Work to be completed »
Every record below should be printed exactly as given.
»»
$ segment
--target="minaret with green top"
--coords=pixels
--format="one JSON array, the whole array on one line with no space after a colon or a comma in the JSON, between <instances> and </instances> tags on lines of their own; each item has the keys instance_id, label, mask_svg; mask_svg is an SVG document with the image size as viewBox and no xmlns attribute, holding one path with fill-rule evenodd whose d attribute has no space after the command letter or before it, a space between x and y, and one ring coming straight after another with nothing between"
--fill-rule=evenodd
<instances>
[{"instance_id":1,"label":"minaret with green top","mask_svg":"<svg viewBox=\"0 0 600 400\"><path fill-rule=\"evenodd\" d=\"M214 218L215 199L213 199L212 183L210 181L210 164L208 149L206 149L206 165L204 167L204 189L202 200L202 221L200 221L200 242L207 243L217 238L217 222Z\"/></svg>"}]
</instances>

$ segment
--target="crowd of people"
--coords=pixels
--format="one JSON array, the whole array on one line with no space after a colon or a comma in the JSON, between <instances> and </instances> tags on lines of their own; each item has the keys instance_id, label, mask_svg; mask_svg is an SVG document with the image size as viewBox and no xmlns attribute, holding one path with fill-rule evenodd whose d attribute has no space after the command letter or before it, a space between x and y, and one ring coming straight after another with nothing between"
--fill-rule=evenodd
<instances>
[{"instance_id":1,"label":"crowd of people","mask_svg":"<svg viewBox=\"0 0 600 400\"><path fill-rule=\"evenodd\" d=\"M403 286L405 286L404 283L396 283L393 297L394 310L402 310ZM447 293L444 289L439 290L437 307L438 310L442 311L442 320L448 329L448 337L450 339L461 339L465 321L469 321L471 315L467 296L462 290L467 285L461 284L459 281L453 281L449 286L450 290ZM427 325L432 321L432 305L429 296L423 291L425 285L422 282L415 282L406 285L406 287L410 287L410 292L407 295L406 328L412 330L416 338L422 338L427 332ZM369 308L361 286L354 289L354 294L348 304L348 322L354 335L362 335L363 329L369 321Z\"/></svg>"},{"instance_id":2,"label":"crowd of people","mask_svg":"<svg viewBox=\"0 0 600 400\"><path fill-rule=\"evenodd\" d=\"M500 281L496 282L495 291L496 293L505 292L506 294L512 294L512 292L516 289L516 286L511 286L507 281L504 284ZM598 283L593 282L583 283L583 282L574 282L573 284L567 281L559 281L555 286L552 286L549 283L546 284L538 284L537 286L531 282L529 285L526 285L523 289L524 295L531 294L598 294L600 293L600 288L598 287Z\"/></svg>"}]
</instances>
««
Answer box »
$ segment
--target="minaret with green top"
--coords=pixels
--format="one JSON array, the whole array on one line with no space after a colon or a comma in the JSON, between <instances> and </instances> tags on lines of their own; each item has the keys instance_id, label, mask_svg; mask_svg is an SVG document with the image size as viewBox and no xmlns attribute, holding one path with fill-rule evenodd whose d attribute has no space after the command letter or before it, a space between x and y, and one ring coming straight after another with nothing between"
--fill-rule=evenodd
<instances>
[{"instance_id":1,"label":"minaret with green top","mask_svg":"<svg viewBox=\"0 0 600 400\"><path fill-rule=\"evenodd\" d=\"M214 218L215 199L213 199L212 183L210 181L210 164L208 149L206 149L206 165L204 167L204 189L202 200L202 221L200 221L200 242L207 243L217 238L217 222Z\"/></svg>"}]
</instances>

$ segment
--target="crowd of people"
--coords=pixels
--format="one JSON array, the whole array on one line with no space after a colon or a comma in the JSON, between <instances> and </instances> tags on lines of their own; each item has the keys instance_id, label, mask_svg; mask_svg is an SVG document with the image size as viewBox and no xmlns attribute, holding one path with fill-rule evenodd whose d attribute has no space after the command letter or before it, a space between x and y, and one ring coming straight after another with nothing between"
--fill-rule=evenodd
<instances>
[{"instance_id":1,"label":"crowd of people","mask_svg":"<svg viewBox=\"0 0 600 400\"><path fill-rule=\"evenodd\" d=\"M403 286L405 286L404 283L396 283L393 297L394 310L402 310ZM447 293L444 289L439 290L437 307L438 310L442 311L442 320L448 329L448 337L450 339L461 339L465 321L469 321L471 315L467 296L462 290L467 285L461 284L459 281L453 281L449 286L450 290ZM427 325L432 321L432 305L429 296L423 291L425 285L422 282L415 282L406 285L406 287L410 287L410 292L407 295L406 328L412 330L416 338L422 338L427 332ZM369 308L361 286L354 289L354 294L348 304L348 322L354 335L362 335L363 329L369 321Z\"/></svg>"},{"instance_id":2,"label":"crowd of people","mask_svg":"<svg viewBox=\"0 0 600 400\"><path fill-rule=\"evenodd\" d=\"M500 281L496 282L495 291L496 293L505 292L506 294L512 294L512 292L516 289L516 286L511 286L507 281L504 284ZM598 283L593 282L583 283L583 282L574 282L573 284L567 281L559 281L555 286L552 286L549 283L546 284L538 284L537 286L531 282L529 285L526 285L523 289L524 295L531 294L598 294L600 293L600 288L598 287Z\"/></svg>"}]
</instances>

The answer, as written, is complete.